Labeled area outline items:
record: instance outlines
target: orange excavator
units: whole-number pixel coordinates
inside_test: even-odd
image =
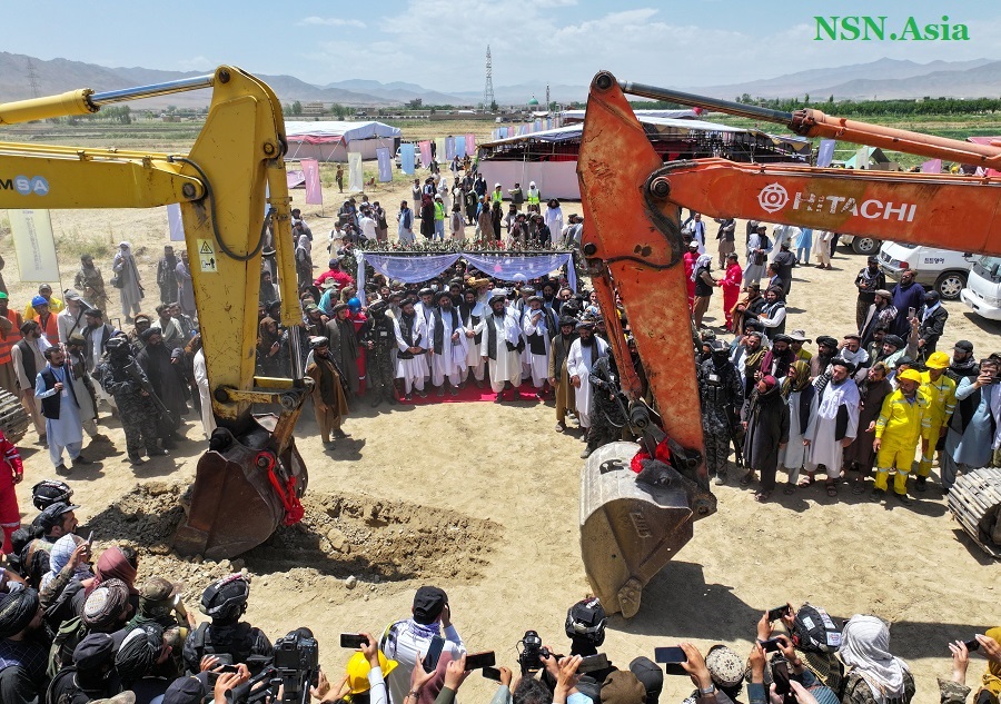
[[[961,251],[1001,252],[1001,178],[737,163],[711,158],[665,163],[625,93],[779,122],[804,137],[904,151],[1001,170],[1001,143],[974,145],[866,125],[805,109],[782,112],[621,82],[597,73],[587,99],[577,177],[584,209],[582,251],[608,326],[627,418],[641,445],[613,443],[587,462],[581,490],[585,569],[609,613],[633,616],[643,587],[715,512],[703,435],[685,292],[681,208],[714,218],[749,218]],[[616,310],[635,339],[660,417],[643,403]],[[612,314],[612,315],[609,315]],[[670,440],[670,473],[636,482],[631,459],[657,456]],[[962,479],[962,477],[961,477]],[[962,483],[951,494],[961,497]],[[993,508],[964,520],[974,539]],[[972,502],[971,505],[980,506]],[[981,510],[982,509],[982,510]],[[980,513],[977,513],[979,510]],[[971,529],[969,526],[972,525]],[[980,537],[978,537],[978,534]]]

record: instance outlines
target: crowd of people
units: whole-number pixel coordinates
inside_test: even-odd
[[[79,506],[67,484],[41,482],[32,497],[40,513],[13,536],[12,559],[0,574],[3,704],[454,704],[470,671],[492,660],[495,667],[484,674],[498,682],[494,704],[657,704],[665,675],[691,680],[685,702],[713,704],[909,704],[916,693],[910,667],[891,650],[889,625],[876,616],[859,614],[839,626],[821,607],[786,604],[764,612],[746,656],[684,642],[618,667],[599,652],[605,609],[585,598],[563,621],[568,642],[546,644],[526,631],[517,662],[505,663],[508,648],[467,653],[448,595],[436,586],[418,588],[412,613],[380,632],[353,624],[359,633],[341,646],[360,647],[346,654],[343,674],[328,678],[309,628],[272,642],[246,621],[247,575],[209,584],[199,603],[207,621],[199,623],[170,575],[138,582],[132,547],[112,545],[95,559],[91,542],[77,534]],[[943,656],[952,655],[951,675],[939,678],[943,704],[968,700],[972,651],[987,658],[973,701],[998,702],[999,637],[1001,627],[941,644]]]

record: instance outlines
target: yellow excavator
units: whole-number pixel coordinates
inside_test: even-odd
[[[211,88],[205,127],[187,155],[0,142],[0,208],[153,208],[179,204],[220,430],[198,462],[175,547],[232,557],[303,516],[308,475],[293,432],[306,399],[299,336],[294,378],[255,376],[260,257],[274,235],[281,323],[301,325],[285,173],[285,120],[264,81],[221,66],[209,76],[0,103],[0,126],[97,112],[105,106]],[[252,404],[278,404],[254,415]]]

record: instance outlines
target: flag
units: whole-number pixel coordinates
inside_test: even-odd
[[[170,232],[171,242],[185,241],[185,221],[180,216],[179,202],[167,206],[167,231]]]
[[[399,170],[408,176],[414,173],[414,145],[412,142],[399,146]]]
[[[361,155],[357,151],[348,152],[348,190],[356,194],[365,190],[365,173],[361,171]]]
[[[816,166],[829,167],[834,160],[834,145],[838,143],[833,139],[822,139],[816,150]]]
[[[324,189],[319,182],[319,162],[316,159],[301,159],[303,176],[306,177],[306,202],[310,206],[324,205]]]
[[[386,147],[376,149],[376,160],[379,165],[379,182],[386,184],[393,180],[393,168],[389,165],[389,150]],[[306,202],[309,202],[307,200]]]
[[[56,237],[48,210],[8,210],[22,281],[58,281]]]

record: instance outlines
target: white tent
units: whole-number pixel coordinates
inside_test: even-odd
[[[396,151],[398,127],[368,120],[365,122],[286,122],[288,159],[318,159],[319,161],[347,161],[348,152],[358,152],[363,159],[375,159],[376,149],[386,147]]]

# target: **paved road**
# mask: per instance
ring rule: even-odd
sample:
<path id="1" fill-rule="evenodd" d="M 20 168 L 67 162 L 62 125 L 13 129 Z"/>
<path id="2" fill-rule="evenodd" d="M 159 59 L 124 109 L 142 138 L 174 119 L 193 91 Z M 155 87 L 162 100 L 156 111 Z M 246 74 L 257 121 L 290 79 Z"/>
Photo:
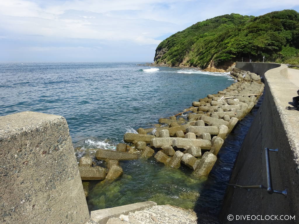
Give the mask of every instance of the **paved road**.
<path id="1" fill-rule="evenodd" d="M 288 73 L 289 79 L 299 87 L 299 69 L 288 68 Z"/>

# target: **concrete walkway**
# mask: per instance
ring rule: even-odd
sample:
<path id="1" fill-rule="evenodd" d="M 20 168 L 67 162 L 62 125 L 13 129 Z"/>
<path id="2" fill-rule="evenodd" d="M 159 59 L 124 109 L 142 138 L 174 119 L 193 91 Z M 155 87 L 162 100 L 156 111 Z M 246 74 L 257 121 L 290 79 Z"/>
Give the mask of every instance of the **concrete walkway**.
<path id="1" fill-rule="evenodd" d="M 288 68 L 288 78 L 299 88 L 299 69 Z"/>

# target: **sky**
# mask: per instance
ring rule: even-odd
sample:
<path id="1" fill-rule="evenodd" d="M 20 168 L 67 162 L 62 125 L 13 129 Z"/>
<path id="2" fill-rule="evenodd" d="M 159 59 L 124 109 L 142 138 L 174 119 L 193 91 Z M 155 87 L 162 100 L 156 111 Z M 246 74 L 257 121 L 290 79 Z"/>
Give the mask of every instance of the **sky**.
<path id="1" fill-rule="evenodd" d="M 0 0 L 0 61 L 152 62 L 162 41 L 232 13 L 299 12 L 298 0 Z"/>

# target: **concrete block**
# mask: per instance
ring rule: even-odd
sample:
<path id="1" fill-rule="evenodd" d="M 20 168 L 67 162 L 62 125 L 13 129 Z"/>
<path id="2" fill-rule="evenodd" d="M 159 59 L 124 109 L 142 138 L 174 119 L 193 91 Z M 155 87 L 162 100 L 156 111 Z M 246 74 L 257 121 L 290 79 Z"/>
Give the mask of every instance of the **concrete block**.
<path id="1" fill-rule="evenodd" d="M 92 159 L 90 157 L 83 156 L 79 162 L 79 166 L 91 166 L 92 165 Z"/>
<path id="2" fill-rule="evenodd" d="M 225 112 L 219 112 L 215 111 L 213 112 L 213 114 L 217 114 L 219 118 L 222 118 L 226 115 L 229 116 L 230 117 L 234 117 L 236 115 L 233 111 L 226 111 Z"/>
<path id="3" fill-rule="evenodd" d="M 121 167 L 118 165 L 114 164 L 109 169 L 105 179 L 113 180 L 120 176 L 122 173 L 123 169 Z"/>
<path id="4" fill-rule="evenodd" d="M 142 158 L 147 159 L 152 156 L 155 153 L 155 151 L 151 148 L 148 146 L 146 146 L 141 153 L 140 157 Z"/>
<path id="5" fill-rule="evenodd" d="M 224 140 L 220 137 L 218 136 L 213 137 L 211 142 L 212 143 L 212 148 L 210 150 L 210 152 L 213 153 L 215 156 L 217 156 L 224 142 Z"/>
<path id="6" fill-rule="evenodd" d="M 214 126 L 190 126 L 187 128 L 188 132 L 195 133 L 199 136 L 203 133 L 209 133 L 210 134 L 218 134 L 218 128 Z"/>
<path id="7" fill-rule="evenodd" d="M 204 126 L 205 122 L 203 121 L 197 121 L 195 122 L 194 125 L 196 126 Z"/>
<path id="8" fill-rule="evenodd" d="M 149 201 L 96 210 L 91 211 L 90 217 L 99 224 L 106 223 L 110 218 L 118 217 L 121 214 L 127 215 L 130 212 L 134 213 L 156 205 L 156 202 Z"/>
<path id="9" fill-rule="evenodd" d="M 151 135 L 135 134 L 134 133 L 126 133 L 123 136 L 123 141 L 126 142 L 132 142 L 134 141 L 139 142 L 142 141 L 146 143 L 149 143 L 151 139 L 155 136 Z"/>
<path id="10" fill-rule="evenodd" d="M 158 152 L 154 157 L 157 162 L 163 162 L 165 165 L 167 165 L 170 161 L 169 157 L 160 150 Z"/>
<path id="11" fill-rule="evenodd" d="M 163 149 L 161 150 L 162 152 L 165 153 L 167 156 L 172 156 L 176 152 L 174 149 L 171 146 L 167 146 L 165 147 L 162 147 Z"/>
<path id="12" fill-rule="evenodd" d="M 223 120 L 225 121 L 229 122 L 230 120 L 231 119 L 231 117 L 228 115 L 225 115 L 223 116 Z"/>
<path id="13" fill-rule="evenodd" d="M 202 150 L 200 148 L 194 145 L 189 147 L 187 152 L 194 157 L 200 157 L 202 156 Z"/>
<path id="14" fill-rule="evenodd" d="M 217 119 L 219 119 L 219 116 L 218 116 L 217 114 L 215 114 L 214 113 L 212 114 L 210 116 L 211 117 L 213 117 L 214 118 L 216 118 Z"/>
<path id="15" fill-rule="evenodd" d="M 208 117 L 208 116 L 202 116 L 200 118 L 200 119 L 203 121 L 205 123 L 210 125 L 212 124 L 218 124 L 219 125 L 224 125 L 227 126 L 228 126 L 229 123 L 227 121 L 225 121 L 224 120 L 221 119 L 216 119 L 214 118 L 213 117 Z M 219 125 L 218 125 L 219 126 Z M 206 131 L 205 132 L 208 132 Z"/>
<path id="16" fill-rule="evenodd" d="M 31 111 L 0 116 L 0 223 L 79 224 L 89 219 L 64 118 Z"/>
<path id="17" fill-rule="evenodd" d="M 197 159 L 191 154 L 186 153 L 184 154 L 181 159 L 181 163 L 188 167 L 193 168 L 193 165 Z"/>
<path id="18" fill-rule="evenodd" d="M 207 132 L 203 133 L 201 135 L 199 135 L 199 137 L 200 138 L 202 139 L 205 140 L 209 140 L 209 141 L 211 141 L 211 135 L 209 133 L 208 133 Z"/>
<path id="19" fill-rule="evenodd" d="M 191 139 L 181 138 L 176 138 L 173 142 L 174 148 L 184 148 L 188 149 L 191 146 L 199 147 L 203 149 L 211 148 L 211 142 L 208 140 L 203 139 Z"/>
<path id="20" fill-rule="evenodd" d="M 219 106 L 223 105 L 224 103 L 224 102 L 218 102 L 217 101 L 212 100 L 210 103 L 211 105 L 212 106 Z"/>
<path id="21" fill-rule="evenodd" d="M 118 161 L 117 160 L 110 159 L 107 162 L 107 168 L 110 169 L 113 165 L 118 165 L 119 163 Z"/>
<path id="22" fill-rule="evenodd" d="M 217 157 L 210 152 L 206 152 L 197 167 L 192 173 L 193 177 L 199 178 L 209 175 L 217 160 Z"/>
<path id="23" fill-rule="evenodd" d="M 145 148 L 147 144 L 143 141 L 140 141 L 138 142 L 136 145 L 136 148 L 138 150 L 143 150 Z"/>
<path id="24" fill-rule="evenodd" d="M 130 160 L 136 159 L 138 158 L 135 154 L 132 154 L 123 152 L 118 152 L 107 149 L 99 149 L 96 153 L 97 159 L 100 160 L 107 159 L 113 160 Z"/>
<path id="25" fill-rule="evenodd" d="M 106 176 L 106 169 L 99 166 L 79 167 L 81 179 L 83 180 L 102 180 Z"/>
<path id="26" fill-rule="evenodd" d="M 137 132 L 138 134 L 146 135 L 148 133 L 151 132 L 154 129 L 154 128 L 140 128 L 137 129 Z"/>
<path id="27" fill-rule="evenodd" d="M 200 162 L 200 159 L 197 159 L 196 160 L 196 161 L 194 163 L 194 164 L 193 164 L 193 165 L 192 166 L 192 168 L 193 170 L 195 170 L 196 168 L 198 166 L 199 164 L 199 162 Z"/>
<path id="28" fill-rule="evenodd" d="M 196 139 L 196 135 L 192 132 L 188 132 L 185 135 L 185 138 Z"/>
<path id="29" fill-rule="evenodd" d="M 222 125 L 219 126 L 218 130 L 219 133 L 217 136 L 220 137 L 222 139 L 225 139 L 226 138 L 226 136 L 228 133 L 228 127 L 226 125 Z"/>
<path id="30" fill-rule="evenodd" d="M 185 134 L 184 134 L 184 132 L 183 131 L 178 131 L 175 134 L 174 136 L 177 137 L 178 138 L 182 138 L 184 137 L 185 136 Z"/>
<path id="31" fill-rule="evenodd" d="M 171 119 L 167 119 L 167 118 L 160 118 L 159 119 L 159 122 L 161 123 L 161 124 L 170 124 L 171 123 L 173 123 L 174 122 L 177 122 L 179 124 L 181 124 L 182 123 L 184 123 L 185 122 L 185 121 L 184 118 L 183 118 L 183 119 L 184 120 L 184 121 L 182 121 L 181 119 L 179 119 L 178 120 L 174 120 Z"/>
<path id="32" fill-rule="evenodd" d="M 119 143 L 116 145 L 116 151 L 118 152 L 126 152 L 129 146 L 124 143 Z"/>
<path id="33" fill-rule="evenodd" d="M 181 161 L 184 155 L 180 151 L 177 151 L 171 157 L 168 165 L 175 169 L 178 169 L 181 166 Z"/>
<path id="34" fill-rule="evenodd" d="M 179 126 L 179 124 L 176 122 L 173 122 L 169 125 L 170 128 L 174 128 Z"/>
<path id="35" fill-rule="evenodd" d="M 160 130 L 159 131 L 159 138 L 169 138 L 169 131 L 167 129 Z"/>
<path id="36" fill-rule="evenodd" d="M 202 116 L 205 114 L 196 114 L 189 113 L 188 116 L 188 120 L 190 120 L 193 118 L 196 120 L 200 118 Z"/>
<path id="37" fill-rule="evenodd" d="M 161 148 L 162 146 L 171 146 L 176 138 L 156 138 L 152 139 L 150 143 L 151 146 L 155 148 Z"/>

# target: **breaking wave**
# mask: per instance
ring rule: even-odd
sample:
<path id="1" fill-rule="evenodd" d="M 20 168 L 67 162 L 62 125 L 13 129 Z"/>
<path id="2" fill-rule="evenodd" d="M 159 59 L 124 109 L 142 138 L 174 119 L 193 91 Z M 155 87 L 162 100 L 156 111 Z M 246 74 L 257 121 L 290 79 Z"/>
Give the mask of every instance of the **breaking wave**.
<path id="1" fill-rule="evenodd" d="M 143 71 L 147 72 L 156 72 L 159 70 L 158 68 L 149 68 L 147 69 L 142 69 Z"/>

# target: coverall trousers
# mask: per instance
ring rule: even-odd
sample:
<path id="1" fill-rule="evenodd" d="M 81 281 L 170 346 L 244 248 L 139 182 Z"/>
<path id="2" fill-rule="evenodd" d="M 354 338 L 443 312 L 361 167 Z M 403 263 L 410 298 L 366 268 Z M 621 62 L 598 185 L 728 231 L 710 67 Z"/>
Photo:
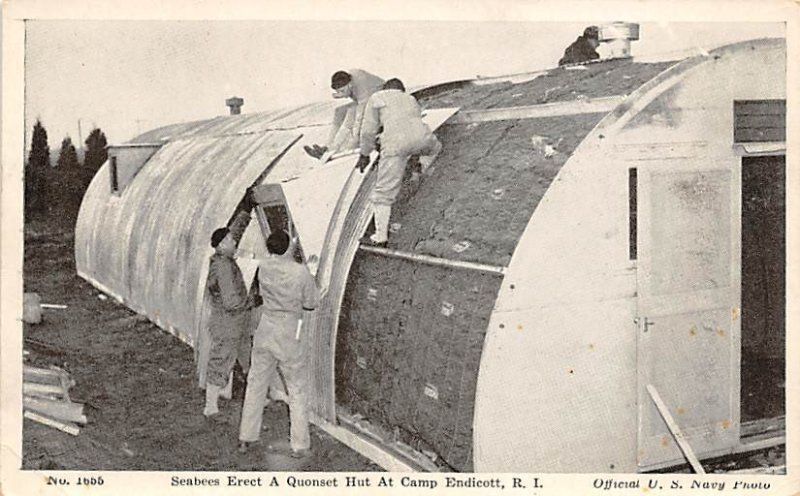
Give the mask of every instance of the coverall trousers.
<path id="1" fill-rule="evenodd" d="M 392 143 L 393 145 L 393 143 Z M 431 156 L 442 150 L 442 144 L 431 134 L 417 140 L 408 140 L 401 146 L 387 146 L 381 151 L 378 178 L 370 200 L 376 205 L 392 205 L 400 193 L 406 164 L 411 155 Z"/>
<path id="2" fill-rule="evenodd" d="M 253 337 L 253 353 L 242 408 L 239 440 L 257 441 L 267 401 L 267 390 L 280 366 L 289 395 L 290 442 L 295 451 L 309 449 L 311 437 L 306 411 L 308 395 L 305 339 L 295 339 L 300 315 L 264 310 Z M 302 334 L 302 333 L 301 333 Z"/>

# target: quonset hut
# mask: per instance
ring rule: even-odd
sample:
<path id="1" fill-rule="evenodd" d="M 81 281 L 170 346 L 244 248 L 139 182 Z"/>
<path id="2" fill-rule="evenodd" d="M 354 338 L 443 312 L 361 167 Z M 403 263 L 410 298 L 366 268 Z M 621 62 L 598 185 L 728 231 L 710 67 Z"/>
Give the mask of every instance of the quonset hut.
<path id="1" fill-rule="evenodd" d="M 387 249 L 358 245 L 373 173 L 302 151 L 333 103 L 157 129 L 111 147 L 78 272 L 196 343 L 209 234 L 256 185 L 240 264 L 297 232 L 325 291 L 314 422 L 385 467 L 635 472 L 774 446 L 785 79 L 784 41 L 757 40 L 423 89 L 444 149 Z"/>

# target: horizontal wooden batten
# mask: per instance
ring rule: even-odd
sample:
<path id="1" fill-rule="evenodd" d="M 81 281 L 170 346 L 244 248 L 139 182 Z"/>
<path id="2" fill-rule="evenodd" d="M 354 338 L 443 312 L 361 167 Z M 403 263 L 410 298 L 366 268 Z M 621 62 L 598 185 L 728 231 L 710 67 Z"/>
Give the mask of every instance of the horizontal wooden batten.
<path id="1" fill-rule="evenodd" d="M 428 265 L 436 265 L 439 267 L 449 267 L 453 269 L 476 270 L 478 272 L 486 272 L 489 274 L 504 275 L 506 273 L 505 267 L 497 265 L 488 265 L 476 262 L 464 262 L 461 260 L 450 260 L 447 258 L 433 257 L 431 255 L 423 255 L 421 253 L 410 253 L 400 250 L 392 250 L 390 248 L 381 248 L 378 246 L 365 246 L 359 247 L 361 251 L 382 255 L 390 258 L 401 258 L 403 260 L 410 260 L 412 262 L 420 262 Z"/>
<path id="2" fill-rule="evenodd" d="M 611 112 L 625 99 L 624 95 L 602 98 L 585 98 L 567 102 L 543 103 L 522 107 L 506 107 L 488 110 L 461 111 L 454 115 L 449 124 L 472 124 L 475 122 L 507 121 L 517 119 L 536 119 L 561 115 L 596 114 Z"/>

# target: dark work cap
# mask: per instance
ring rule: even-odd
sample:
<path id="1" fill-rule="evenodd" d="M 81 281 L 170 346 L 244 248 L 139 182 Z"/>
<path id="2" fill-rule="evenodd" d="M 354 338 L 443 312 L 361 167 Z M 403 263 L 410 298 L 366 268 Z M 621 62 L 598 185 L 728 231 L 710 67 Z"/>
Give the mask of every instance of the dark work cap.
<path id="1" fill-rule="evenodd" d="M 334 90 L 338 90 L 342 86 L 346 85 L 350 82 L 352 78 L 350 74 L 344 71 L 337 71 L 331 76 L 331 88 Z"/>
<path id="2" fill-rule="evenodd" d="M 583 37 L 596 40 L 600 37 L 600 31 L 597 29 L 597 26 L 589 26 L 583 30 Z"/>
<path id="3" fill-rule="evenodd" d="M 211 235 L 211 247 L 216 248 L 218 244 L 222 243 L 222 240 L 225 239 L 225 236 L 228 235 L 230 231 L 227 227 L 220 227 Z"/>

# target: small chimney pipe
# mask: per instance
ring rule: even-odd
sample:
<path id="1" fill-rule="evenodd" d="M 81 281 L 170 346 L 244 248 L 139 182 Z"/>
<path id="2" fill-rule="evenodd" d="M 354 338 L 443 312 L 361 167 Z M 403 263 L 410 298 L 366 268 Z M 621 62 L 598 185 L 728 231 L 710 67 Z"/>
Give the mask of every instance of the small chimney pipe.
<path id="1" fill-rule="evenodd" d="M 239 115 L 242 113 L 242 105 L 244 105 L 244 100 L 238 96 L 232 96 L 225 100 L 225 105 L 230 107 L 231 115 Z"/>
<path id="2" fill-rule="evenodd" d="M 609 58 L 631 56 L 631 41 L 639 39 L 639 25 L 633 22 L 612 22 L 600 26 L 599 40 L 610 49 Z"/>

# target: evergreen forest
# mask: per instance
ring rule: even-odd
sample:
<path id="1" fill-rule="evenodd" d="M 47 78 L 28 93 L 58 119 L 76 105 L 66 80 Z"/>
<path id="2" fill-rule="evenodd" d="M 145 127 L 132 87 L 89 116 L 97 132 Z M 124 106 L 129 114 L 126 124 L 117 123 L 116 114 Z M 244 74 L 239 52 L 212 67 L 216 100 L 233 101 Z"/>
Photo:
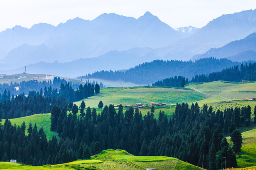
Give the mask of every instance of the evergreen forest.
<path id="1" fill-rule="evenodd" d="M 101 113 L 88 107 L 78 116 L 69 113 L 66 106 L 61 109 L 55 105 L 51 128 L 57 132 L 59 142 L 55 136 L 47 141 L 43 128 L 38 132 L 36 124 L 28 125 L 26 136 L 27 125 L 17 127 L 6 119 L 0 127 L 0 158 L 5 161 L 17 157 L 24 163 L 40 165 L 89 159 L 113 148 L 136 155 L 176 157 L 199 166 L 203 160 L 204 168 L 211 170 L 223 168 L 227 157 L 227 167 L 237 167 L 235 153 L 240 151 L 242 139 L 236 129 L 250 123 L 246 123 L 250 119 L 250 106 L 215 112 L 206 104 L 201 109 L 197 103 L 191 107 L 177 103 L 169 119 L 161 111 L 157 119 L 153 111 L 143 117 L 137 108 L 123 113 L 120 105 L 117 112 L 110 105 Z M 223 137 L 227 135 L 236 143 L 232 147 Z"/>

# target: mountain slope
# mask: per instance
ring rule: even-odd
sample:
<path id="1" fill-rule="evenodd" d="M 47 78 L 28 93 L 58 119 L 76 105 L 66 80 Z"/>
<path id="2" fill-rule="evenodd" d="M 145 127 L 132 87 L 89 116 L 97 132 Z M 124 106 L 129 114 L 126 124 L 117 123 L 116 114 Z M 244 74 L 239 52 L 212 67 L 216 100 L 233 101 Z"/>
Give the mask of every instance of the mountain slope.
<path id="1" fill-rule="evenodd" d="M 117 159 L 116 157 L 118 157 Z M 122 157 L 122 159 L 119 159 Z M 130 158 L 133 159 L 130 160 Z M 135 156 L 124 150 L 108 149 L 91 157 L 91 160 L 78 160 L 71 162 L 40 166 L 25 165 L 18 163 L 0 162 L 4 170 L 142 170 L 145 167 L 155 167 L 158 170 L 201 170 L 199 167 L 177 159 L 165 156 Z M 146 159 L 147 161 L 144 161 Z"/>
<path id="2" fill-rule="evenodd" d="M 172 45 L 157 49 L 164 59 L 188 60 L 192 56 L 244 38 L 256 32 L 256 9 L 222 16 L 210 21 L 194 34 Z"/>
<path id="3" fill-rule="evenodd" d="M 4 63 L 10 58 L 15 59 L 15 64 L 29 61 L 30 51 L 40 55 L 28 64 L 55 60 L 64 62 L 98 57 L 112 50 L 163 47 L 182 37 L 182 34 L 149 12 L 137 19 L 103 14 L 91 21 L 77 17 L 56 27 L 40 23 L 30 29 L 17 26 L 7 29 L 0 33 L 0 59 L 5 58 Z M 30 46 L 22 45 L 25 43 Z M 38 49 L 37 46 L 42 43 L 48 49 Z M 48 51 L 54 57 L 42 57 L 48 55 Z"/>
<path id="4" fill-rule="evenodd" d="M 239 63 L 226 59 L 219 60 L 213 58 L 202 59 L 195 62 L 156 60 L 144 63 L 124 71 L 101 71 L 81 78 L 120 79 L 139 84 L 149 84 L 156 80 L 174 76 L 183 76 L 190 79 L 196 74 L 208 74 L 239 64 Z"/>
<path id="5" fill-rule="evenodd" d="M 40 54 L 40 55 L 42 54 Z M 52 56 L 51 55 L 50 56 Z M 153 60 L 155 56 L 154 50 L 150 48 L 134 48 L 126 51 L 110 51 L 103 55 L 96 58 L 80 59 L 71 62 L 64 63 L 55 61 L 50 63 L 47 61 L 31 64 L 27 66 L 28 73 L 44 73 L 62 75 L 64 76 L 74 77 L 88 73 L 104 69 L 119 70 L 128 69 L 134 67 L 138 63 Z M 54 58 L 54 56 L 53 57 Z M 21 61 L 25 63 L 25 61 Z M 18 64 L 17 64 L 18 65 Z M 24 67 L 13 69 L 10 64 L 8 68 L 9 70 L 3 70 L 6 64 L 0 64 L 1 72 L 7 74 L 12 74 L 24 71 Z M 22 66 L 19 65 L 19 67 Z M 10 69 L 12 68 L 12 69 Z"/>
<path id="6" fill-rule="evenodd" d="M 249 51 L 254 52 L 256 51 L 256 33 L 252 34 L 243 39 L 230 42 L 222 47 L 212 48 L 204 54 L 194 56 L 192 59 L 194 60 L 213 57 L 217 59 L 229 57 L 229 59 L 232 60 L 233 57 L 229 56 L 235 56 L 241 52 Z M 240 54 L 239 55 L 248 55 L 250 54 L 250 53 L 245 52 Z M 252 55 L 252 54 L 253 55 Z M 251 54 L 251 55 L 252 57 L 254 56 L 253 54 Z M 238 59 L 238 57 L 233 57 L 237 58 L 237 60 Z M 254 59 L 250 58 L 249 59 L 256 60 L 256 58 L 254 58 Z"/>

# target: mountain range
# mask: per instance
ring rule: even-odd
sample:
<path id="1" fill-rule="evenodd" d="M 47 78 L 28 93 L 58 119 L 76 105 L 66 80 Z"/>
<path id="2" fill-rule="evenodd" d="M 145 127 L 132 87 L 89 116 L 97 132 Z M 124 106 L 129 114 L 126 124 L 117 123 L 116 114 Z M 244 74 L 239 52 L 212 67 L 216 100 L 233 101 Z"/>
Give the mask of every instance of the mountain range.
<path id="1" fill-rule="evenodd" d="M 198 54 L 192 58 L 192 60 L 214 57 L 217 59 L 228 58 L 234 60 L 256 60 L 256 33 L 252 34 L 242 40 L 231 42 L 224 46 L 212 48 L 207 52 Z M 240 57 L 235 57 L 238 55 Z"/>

• _CHALLENGE_: Write out the stretch from the line containing "# target: **concrete walkway**" through the line containing "288 68 L 288" again, substituting "footpath" for "walkway" and leaving everything else unchanged.

• _WRITTEN SOLUTION_:
# target: **concrete footpath**
# mask: per instance
ring rule: even-odd
sample:
<path id="1" fill-rule="evenodd" d="M 20 168 L 67 162 L 62 125 L 13 129 Z"/>
<path id="2" fill-rule="evenodd" d="M 159 59 L 124 109 L 142 138 L 174 119 L 193 91 Z M 155 87 L 162 100 L 156 111 Z M 246 74 L 257 121 L 290 79 Z"/>
Give the mask of every instance of the **concrete footpath**.
<path id="1" fill-rule="evenodd" d="M 288 68 L 288 78 L 299 88 L 299 69 Z"/>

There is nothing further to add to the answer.